▸ Text excerpt:

+-------+

The Cobbett's Weekly Political Register, commonly known as the Political Register, was a weekly London-based newspaper founded by William Cobbett in 1802. It published continuously until Cobbett's death in 1836.

==History==
Originally propounding Tory views, and costing a shilling, Cobbett changed his editorial line to embrace radicalism, such as advocating widening the suffrage. It had a large circulation for the time of 6,000 copies.

The government was alarmed by its radicalism and tried to prevent mass circulation by adding stamp duty on all newspapers, putting them out of reach of all but the wealthiest. From November 1816, Cobbett also published the Register in a cheap 2d. pamphlet, which kept political comment but evaded stamp duty by excising news. The price of the paper gave it the nickname "Two-Penny Trash;" nevertheless, it soon gained a circulation of 40,000.

+-------+

▸ Data excerpts:
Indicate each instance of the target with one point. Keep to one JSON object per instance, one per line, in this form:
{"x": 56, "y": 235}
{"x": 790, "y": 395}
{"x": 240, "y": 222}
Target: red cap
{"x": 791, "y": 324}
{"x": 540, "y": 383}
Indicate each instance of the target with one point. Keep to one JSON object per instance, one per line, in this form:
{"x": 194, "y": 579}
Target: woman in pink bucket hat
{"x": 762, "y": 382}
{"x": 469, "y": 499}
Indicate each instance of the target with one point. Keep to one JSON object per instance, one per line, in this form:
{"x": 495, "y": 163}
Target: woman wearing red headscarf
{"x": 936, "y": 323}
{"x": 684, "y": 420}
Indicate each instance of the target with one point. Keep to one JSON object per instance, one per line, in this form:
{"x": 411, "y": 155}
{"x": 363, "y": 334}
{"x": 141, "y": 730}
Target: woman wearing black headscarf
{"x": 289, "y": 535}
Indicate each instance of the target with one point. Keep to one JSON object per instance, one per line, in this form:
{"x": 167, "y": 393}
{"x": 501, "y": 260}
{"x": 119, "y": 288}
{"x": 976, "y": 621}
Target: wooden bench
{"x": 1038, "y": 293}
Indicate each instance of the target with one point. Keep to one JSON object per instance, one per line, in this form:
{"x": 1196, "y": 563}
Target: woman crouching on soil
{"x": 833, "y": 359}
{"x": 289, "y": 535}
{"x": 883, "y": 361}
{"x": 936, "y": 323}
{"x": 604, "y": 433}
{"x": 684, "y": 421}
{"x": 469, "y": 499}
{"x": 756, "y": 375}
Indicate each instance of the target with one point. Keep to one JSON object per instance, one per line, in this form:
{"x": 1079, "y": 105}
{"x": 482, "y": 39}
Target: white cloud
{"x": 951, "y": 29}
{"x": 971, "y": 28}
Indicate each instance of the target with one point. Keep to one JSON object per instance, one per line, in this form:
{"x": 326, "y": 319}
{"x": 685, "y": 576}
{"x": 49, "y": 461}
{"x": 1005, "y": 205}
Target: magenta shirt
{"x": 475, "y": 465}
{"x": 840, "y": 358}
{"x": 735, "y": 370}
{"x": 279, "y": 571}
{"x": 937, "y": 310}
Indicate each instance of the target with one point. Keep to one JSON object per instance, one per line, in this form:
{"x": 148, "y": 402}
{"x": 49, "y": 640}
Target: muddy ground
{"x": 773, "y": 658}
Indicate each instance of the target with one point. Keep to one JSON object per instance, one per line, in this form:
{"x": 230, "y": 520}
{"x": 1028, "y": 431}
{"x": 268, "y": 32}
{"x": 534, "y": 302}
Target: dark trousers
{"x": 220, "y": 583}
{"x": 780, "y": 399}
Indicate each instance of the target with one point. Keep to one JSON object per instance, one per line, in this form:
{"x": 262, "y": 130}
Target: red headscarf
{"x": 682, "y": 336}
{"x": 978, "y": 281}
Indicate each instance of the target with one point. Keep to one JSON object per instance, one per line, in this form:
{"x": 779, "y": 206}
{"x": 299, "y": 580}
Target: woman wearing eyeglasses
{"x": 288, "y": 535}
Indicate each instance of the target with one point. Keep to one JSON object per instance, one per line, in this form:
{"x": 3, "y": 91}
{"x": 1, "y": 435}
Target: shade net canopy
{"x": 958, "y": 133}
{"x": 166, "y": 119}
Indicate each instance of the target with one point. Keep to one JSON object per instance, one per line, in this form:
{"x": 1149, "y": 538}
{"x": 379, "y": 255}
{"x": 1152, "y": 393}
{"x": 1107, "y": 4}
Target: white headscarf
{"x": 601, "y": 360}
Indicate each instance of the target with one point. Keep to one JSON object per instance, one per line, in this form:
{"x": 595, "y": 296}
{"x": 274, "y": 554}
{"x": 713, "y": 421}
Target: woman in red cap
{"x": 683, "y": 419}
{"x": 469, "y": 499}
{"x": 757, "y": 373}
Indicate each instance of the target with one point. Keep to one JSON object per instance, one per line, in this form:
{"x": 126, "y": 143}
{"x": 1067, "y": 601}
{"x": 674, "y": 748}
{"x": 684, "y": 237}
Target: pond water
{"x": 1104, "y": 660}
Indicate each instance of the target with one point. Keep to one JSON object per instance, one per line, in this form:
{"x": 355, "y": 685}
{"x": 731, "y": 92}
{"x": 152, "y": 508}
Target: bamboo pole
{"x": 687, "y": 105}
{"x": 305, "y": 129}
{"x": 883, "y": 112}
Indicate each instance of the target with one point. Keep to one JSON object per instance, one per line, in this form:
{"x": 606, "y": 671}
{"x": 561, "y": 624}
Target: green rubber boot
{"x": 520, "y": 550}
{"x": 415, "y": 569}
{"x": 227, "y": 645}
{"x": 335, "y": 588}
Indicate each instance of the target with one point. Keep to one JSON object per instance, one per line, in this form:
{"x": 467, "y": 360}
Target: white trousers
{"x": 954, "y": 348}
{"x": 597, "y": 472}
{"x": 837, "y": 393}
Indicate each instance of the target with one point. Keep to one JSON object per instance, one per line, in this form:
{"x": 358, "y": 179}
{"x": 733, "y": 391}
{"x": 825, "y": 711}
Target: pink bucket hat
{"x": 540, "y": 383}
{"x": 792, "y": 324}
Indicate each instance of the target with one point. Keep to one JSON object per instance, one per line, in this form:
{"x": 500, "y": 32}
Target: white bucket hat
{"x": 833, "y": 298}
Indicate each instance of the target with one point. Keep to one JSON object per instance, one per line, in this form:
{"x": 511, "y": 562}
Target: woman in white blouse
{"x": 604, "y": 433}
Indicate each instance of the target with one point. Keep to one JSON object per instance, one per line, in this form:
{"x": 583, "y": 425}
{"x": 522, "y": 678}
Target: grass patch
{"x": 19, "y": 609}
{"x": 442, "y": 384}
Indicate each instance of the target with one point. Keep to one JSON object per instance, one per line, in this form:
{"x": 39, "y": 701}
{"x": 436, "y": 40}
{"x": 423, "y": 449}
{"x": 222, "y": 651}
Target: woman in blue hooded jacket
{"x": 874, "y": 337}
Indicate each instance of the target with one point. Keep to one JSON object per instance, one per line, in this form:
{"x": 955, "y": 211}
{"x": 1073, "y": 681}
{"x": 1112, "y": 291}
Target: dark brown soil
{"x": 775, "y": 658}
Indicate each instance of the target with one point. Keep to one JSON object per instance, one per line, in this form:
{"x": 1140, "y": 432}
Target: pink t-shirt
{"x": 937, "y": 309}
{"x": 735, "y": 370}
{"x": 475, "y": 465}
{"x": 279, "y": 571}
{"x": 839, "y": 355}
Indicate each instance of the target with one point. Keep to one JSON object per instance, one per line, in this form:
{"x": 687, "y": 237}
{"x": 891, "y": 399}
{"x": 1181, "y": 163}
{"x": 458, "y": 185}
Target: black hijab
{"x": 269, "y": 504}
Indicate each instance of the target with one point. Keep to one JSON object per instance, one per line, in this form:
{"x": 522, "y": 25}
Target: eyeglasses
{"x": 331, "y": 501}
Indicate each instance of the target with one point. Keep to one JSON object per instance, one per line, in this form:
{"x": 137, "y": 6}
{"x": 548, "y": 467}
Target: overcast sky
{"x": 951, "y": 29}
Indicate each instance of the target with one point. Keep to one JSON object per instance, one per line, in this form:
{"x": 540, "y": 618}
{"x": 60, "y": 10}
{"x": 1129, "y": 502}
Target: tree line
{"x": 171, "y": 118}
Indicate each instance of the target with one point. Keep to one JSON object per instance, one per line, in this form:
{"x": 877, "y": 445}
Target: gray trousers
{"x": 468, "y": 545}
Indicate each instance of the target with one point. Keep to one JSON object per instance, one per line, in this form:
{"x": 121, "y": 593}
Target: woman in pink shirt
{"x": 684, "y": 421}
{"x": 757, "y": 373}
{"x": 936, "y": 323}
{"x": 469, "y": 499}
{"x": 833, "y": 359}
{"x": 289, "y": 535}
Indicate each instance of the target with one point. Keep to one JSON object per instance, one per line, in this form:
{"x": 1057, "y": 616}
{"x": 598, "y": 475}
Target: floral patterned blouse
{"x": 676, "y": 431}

+-------+

▸ Parts of the exercise:
**1.** Retype the passage about the Political Register starting at "The government was" and ending at "circulation of 40,000.".
**2.** Translate this sentence from the text about the Political Register into Spanish: "It published continuously until Cobbett's death in 1836."
**3.** Give what follows the last sentence of the text about the Political Register.

▸ Set of answers:
**1.**
The government was alarmed by its radicalism and tried to prevent mass circulation by adding stamp duty on all newspapers, putting them out of reach of all but the wealthiest. From November 1816, Cobbett also published the Register in a cheap 2d. pamphlet, which kept political comment but evaded stamp duty by excising news. The price of the paper gave it the nickname "Two-Penny Trash;" nevertheless, it soon gained a circulation of 40,000.

**2.** Se publicó de forma continua hasta la muerte de Cobbett en 1836.

**3.**
Cobbett began publishing Parliamentary Debates as a supplement to his Political Register in 1802. At the time it was illegal to report the proceeding of Parliament, only its ultimate decisions. He eventually extended his reportage back in time with the Parliamentary History. Cobbett's reports were printed by Thomas Curson Hansard from 1809. In 1812, with his business suffering, Cobbett sold the Debates section to Hansard.

Historical copies of Cobbett's Weekly Political Register, dating back to 1802, are available to search and view in digitised form at The British Newspaper Archive.